▸ **Stated exercise a**:
Extract every line in the dataset excerpt entries below that contains the word "white". Letter case must match.

******************************

# Belt Nano or Pico



## Swedengirl

Oh dear Fellow bag-obsessed please help me out.

I ordered the grey belt bag in the new tiny size Pico. Loved it but something was making me hesitant to pull the final tag off to make it mine. And I think it is the size.

I am 163cm and a bit plus size after just giving birth to my second child and I fear I look like a giant next to the Pico. So somebody suggested Nano. and it sure looks great option. Not too big not too small.

A friend said it’s almost the size of LV pochette metis. But I wanted a small bag to only fit essentials, will nano feel to big? I like that nano can be carried more ways than Pico which I feel only looks good xbody

Awh which one do I get Pico or Nano? 

Below pic of Pico on me also with Metis.


----------



## Cutiebag

I have the nano and it is just absolutely gorgeous. It might seem big in pics, but in real life, it is small enough to be a nice crossbody. It also looks great as a top handle, too! For me, the pico was just too weird in that style. The whiskers and top handle on that small of size just screamed disproportion to me (kinda like the teen box).


----------



## reginaPhalange

Cutiebag said:


> I have the nano and it is just absolutely gorgeous. *It might seem big in pics, but in real life, it is small enough to be a nice crossbody.* It also looks great as a top handle, too! For me, the pico was just too weird in that style. The whiskers and top handle on that small of size just screamed disproportion to me (kinda like the teen box).


This is so accurate, esp the bolded. I’ve been back and forth on the Nano because it looks so tiny for the style if that makes sense however in the larger sizes it’s more  cumbersome to use because of the closure.


----------



## mochiblure

Congratulations on baby number two @Swedengirl!

I tried a range of Belt bag sizes at the boutique recently, lured in by the super adorable Pico size. It is definitely cute but holds precious little, and being so new is available currently in only a handful of color options. Perhaps it depends on what you define as your "essentials", as this definitely differs from person to person. The Nano size offers more capacity for sure while still retaining the mini bag factor; I came away thinking it was a much better buy for the money than the Pico size which was super restrictive. Perhaps the Nano may be a more useful size since you have two little ones? 

I have a Micro Belt from 2018 and have come to realize that this is actually too large in terms of capacity for what I carry on a daily basis. I'm the same height as you are, also have two kids and think the Nano option would have been more suitable if this had been an option for me at the time. Also sharing that I still find the catch very fiddly after all this time!


----------



## maren2285

I'm obsessed with the nano size. It holds everything I need (which isn't much since I don't commute anymore), and when I'm wearing it, it doesn't look too small. I had debated between the micro and nano, and I'm so glad I went nano!


----------



## Swedengirl

Thank you everyone for your words of wisdom sadly the Pico has been returned yesterday as I couldn’t really get over “is it too small on me” feeling. I will def get the Nano version instead but as that comes in so many lovely colours I now have the issue: do I stick with the lovely grey or try one of the fabulous greens?

******************************

▸ **Stated exercise b**:
Carry on the forum thread above about choosing between the Pico and Nano Belt bag sizes, starting after its last post.

(Dataset excerpt)

******************************

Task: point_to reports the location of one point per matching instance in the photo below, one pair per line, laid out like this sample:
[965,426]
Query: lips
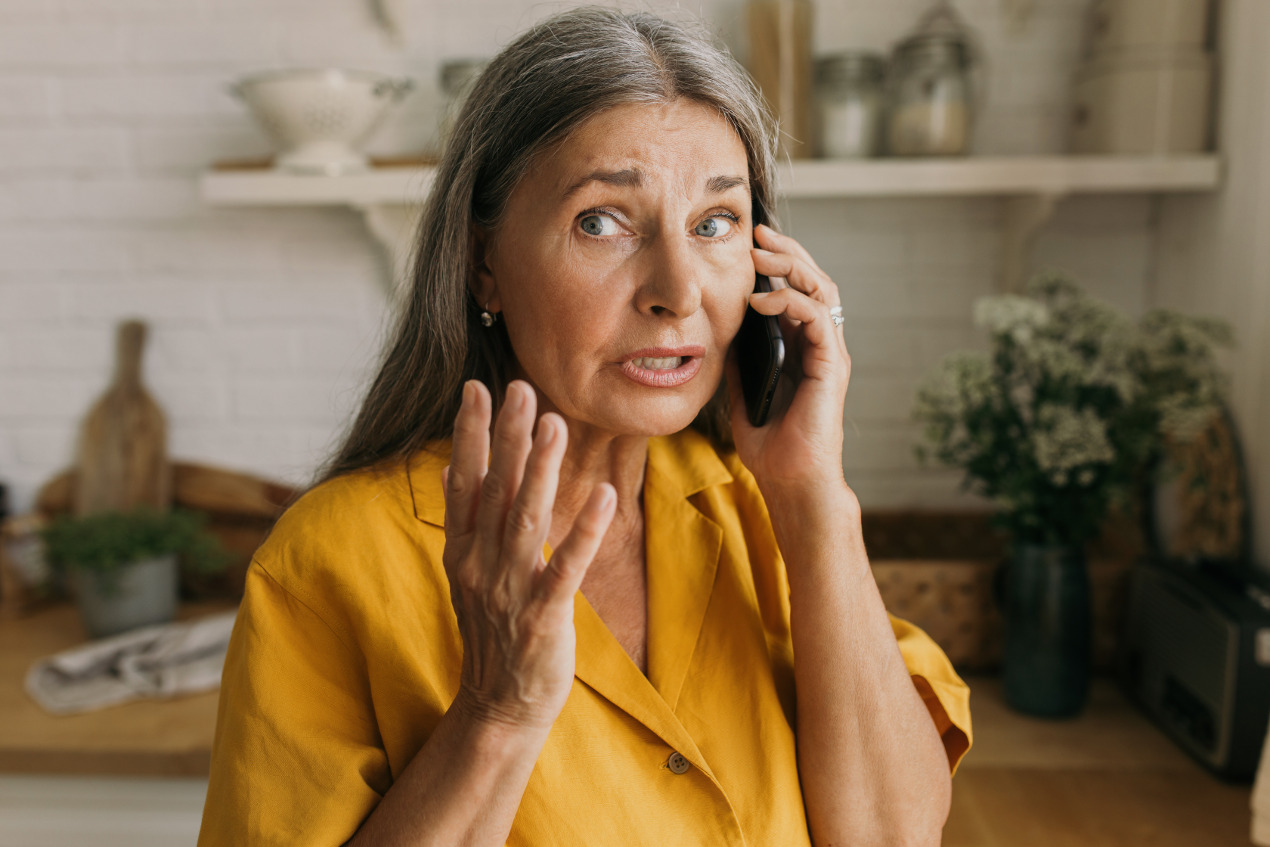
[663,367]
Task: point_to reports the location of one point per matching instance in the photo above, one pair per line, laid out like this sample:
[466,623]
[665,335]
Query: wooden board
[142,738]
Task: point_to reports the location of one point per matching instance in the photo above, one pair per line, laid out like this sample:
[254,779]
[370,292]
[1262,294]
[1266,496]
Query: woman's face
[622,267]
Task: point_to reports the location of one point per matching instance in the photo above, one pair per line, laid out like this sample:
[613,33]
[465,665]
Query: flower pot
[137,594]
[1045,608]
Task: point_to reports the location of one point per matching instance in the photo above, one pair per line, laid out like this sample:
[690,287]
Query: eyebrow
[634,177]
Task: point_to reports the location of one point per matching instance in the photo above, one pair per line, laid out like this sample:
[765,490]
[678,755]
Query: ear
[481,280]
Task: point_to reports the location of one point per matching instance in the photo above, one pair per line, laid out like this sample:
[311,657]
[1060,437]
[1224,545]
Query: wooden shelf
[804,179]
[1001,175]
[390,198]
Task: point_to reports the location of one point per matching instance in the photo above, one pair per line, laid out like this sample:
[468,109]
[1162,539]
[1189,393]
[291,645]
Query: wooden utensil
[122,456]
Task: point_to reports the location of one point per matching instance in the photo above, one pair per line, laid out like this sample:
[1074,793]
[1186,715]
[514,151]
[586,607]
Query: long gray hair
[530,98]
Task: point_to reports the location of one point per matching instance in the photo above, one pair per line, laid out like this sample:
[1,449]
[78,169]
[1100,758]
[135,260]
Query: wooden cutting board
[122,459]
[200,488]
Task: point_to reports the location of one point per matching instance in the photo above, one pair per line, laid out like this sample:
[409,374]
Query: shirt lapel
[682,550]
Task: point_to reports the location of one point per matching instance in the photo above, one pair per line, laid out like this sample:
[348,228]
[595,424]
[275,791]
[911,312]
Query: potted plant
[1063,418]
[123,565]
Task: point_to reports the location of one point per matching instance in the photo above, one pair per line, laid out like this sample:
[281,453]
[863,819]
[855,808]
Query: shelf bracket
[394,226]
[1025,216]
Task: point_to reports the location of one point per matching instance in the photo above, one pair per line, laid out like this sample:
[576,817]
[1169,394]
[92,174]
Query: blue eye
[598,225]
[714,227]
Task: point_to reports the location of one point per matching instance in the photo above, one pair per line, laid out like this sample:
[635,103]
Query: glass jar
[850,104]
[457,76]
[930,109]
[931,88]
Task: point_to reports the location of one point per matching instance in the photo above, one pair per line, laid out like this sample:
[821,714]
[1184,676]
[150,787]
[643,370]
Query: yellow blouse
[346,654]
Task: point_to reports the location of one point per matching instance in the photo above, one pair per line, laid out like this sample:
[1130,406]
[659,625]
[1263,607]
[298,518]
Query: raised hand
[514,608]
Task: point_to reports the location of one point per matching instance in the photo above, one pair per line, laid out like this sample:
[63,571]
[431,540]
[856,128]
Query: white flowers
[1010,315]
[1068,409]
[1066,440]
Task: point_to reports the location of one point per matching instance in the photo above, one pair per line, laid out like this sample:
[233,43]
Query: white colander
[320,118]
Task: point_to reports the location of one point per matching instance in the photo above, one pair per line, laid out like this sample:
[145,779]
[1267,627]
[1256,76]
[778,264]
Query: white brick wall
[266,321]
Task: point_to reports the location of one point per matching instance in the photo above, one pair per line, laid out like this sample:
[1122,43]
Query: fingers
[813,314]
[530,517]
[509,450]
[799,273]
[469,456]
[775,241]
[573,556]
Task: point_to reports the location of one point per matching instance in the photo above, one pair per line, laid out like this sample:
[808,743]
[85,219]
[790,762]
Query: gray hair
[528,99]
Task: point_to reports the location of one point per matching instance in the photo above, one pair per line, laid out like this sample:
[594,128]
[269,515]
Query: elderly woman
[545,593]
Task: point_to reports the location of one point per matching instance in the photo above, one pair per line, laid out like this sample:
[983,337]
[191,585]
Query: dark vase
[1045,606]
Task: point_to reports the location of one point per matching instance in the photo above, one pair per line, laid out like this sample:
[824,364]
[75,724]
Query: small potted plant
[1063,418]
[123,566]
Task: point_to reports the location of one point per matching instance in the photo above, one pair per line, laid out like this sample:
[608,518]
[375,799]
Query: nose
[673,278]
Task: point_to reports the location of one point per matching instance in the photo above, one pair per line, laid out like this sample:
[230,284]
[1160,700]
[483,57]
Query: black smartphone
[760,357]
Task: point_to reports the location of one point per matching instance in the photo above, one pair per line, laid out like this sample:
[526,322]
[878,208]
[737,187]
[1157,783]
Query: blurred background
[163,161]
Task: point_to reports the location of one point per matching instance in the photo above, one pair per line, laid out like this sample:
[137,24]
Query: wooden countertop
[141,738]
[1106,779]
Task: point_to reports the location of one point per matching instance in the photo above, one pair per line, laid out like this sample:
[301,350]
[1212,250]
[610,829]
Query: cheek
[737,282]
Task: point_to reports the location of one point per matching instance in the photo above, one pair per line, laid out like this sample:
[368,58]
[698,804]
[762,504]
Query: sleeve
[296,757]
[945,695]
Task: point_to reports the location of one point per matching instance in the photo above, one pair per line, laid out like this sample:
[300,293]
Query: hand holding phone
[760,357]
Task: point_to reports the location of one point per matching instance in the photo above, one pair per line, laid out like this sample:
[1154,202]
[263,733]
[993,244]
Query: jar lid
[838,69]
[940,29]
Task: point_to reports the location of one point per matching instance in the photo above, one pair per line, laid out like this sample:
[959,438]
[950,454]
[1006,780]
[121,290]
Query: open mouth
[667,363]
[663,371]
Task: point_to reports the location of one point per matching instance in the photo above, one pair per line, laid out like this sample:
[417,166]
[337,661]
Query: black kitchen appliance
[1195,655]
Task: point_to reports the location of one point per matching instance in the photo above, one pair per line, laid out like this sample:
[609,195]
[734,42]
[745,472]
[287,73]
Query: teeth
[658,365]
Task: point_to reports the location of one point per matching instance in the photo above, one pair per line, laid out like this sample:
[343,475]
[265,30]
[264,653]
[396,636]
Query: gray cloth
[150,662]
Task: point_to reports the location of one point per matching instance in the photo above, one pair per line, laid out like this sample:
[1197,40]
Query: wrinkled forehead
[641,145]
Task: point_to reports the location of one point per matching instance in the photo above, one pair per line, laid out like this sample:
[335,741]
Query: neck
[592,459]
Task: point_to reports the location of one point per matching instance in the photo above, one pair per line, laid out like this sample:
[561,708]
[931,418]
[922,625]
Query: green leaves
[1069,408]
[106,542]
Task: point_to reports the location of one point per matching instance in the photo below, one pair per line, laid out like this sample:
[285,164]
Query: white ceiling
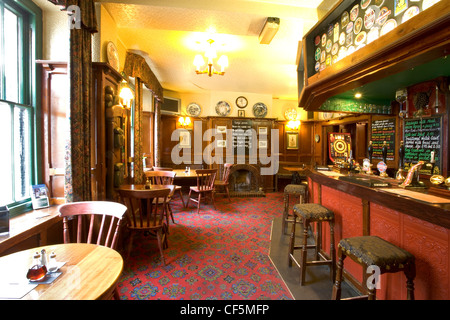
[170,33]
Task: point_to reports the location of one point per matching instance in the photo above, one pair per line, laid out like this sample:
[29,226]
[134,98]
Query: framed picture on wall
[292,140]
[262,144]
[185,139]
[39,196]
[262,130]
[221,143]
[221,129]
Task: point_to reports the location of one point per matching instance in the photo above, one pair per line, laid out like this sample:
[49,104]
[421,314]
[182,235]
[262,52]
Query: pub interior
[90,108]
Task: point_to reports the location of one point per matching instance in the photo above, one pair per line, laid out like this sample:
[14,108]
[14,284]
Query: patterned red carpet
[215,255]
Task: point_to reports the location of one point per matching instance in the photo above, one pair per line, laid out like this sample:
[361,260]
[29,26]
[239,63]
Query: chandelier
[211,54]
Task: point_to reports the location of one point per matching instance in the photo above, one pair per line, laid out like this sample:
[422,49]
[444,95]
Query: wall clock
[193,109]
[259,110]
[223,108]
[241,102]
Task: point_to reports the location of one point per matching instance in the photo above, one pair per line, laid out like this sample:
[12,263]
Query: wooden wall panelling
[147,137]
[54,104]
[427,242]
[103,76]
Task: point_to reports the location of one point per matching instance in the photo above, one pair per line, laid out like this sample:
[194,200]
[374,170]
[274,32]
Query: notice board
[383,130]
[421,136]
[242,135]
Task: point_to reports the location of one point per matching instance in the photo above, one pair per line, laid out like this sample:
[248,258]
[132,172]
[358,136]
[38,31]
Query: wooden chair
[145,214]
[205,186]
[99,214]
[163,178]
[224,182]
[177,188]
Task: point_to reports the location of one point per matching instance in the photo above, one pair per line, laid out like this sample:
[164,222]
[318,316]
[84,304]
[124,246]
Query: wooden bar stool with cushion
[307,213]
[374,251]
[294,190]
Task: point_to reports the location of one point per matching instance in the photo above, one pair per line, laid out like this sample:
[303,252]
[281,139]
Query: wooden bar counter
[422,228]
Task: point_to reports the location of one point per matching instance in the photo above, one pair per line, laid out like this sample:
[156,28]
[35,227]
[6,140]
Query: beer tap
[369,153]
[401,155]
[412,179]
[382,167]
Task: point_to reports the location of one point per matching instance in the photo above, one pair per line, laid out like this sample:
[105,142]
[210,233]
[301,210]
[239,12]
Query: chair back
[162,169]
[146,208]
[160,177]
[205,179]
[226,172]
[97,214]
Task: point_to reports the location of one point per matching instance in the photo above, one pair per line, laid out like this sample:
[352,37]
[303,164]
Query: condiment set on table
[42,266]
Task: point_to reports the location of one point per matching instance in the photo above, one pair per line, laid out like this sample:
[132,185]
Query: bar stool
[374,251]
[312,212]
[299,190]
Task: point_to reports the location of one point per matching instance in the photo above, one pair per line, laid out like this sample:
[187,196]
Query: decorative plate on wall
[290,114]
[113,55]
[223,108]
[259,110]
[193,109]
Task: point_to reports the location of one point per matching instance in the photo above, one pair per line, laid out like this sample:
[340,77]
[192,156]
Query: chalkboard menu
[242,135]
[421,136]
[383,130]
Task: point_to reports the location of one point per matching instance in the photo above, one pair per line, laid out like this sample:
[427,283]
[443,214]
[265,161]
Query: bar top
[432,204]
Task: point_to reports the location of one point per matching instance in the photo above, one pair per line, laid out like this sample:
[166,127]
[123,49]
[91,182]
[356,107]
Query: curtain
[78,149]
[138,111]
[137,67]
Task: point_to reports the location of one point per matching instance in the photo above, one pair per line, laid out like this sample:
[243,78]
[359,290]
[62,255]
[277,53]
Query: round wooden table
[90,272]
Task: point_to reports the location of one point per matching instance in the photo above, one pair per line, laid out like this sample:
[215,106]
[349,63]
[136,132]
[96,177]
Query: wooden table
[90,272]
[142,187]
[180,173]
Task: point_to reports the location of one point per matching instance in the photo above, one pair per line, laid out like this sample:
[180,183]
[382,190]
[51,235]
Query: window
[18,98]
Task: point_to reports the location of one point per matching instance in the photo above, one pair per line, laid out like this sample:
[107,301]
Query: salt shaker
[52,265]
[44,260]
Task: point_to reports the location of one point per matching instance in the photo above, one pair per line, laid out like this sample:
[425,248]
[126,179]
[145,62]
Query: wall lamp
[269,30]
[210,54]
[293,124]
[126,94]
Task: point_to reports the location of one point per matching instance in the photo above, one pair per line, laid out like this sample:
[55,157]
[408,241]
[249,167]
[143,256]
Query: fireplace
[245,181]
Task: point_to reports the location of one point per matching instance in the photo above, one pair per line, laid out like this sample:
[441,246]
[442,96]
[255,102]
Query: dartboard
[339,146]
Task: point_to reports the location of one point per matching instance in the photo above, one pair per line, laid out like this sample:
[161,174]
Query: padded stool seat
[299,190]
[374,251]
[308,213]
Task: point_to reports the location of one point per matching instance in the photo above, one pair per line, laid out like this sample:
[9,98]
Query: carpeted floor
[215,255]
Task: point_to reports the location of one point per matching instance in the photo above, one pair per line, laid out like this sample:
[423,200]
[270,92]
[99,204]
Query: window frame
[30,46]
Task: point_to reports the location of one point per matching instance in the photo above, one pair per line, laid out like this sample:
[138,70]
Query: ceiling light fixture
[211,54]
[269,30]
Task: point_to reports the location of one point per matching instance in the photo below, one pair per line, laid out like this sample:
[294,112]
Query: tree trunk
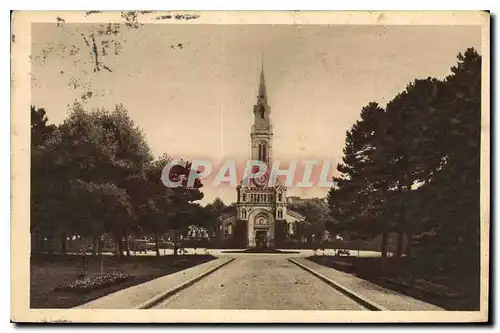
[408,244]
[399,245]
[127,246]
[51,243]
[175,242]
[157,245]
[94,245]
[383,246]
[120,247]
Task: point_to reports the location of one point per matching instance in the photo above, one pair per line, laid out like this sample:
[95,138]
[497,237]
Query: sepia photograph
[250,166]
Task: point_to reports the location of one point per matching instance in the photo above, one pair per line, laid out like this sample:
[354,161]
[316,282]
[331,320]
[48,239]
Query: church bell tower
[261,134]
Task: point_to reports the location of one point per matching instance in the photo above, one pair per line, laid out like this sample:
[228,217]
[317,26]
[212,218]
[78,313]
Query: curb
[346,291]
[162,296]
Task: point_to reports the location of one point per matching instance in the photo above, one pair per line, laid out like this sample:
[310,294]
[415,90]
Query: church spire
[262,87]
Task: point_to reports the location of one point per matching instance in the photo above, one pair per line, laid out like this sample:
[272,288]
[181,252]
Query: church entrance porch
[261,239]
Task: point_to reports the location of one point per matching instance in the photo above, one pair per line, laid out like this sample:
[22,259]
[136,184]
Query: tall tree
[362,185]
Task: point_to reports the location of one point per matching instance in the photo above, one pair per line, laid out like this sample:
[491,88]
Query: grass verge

******************************

▸ **Task result a**:
Query: white flowers
Query: white colander
Query: white brick wall
Query: white ceiling

▸ **Task result b**:
----------



## maren2285

Swedengirl said:


> Thank you everyone for your words of wisdom sadly the Pico has been returned yesterday as I couldn’t really get over “is it too small on me” feeling. I will def get the Nano version instead but as that comes in so many lovely colours I now have the issue: do I stick with the lovely grey or try one of the fabulous greens?


Ughhh there are so many good colors!!! I’m obsessed with both light taupe and light khaki


----------



## Venessa84

The nano is the perfect size to me and works so well cross body. I hope you like it!


----------



## Oldceline2020

I’m 5’2 and have the nano belt bag - it’s a perfect size.  It fits all the essentials but isn’t overwhelming in size.


----------



## reginaPhalange

Does anyone who owns the Nano Belt bag have any modshots? Please + thank you in advance ♥️


----------



## incredibellle

reginaPhalange said:


> Does anyone who owns the Nano Belt bag have any modshots? Please + thank you in advance ♥


I don't own it, but I just tried on Nano vs. Pico in store.. I'm 5'2" (157.5 cm)

@Swedengirl I'm facing the same dilemma (but opposite)! In my case, I think pico looks better on me, but wondering if I should size up to nano for "practicality"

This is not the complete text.